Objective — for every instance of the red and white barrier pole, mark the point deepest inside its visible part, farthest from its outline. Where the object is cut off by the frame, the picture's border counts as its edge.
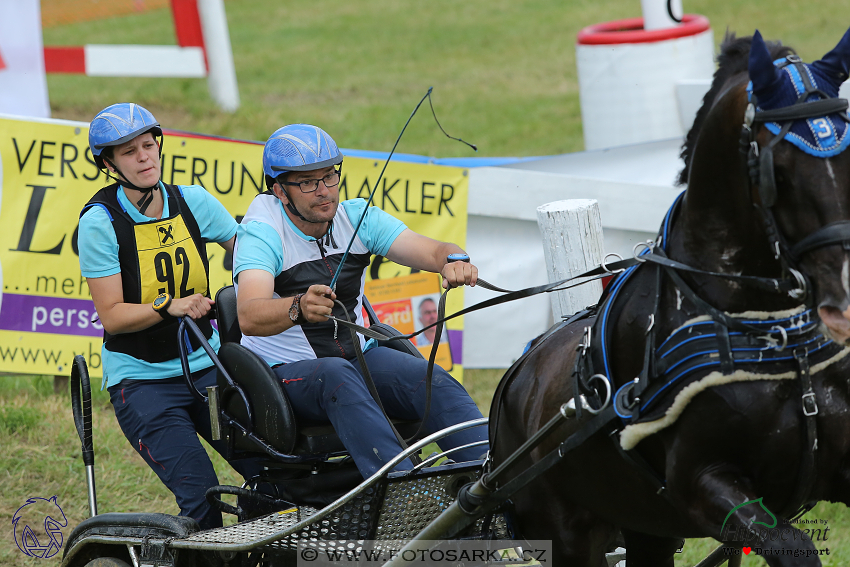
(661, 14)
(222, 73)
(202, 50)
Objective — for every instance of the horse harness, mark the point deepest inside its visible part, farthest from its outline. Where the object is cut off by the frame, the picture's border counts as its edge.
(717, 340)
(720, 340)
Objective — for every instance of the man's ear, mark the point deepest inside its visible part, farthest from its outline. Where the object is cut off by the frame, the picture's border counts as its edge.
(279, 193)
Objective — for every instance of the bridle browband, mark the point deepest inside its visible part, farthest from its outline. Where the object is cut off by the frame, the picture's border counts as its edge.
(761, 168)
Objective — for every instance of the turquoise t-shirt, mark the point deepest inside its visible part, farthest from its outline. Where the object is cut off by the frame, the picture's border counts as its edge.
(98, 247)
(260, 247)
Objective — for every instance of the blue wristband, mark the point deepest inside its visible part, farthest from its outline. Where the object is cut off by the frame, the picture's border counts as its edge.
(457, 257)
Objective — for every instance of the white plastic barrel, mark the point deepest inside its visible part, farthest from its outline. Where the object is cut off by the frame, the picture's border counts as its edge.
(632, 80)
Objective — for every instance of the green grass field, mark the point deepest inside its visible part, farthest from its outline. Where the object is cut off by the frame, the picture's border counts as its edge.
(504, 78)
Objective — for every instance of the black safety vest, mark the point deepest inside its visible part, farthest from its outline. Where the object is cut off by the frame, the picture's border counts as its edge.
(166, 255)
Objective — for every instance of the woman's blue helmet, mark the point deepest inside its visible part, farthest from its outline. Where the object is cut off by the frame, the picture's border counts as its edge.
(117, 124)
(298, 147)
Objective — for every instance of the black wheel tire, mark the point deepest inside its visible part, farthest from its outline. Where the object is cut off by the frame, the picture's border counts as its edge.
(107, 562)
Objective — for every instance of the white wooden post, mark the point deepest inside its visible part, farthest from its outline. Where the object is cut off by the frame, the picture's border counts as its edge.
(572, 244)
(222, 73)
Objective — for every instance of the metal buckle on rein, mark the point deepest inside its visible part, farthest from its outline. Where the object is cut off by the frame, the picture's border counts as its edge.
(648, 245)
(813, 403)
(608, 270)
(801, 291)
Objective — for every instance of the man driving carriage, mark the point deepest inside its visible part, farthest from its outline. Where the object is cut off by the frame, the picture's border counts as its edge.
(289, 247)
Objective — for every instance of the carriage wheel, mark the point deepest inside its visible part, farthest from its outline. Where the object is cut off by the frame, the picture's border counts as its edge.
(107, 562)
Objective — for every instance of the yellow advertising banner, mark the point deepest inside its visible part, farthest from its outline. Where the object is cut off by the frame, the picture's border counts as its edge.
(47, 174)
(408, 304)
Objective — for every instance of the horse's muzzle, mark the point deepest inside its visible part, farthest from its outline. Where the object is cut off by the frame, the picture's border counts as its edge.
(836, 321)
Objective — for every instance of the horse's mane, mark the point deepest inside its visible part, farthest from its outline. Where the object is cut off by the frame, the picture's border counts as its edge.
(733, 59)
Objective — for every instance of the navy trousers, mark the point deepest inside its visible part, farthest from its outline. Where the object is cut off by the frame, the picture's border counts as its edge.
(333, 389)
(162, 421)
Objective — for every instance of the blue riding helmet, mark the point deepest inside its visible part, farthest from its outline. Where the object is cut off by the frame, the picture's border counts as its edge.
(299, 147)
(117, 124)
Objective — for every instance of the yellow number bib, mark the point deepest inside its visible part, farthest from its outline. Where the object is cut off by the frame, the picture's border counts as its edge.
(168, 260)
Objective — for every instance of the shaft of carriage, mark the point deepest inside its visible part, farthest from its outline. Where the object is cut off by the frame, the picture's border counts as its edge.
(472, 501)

--------------------------------------------------

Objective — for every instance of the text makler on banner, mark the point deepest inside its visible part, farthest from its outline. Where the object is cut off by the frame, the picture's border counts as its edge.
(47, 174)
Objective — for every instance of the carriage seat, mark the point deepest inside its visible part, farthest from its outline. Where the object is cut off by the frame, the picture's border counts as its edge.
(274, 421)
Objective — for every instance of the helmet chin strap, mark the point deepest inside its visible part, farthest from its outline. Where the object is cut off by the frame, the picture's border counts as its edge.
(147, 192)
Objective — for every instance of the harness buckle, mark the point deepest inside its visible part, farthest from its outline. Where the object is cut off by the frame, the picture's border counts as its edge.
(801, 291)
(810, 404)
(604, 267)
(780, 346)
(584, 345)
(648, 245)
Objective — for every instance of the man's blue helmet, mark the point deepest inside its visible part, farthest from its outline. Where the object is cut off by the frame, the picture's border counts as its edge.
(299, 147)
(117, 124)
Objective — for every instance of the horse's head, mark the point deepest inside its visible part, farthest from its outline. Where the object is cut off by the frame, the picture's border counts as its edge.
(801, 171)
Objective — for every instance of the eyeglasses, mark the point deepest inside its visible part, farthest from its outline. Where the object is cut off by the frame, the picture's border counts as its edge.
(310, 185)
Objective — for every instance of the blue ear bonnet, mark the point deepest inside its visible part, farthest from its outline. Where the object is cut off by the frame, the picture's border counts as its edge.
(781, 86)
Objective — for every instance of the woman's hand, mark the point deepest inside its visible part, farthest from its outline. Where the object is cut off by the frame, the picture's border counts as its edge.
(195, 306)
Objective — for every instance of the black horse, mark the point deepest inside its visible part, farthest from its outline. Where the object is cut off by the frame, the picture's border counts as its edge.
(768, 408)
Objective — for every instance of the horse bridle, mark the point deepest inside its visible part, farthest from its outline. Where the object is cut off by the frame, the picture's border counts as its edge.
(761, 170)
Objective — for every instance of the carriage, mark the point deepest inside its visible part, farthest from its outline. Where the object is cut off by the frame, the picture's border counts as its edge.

--------------------------------------------------

Your answer should consist of the lines from the line with "Objective — for every instance of the man's blue" to the line with "Objective — for every instance of the carriage, mark" above, repeated exactly, both ends included.

Objective — for every instance of the man's blue helmet, mark the point deepest inside its visible part, farthest from its outline. Where the object is cut off by the frame, the picture's border counts as its edge.
(299, 147)
(117, 124)
Objective — for every instance of the horse's head, mark the point deepest inside its visible part, farthest from its outline. Where the object is cut off by the frame, the picture's border counts as its edge.
(801, 171)
Objective — for every instance of the eyeglasses, mark the point deepest inside its visible part, farthest from its outline. Where the object is cut off by the frame, the picture's border counts as its edge.
(310, 185)
Objective — for every instance of the blue ear bonnet, mark the point deepest inside its visible part, farthest from its outline. Where the object is cut off by the frame, the picture's border counts as its edge.
(781, 86)
Objective — for every instance of the woman's hand, mark the point deepest inside its visible part, farthest from its outline. Where the object is cut off by the frame, the picture's border counts as its edge.
(195, 306)
Objective — for every instance of the black horse, mark the point deepest inside its visible part, farthest from its outline. Where the object is cut off by the frame, the picture's border counts as its edge.
(768, 408)
Objective — for every instance of the horse bridle, mark the point deepest inside its visible part, farthest from its outline. Where the object is cut off by the frame, the picture's border counts as its edge.
(761, 170)
Objective — for every instance of the carriage, mark the point deepest inside its visible part, farthest from its outline. Where the object is cut off by the frame, the picture's border counts as its edge.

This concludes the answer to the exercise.